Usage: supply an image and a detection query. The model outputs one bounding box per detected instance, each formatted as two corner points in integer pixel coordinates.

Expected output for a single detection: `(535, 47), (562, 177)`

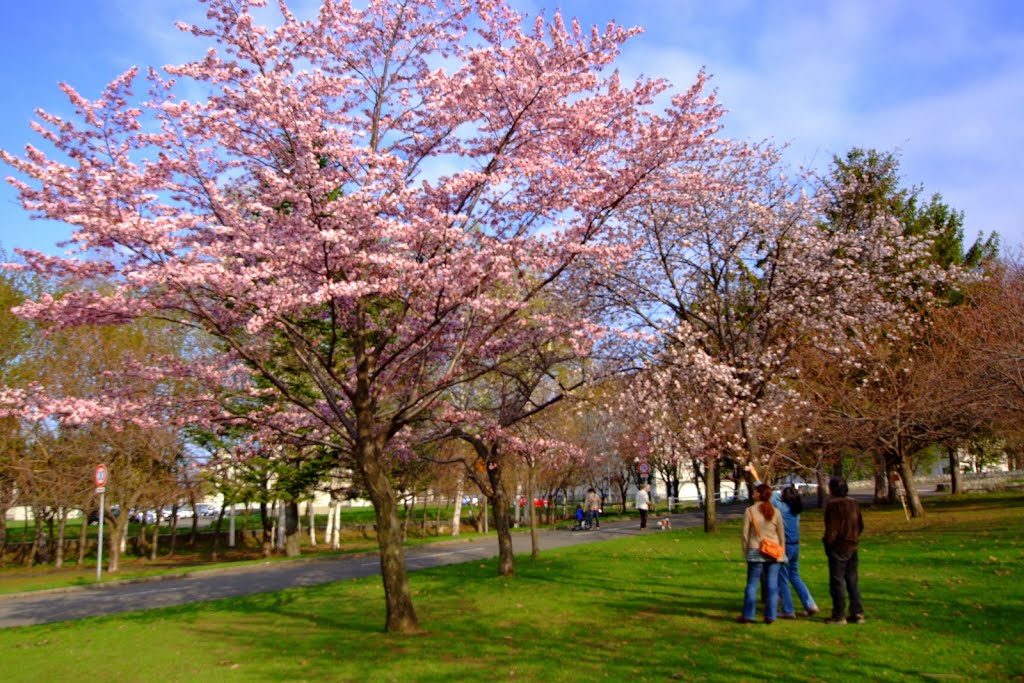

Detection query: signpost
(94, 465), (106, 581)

··········

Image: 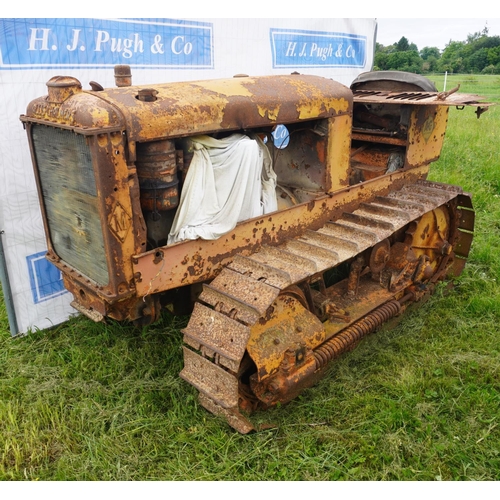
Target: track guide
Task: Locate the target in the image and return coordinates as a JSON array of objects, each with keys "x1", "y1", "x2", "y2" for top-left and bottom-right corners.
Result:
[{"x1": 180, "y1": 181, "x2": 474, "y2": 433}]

··········

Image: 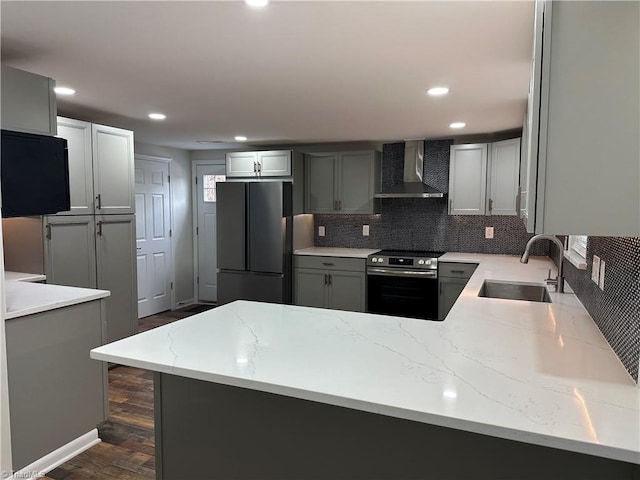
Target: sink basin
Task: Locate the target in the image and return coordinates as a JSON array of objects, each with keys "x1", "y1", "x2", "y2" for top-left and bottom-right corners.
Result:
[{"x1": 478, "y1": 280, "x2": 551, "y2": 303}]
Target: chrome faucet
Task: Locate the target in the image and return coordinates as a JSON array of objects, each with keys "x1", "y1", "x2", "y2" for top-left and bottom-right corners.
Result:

··········

- EXERCISE AIM -
Substitute "lamppost" for "signpost" in the lines between the one holding "Usage: supply an" and the one holding "(94, 465), (106, 581)", inclusive, and reproduce those lines with no other changes. Omit the pictures from your output.

- TASK RESULT -
Usage: supply an image and a detection query. The model outputs one bounding box per detected instance, each formatted as two corner points in integer pixel coordinates.

Expected output for a single detection: `(535, 47), (562, 177)`


Detection query: lamppost
(94, 465), (106, 581)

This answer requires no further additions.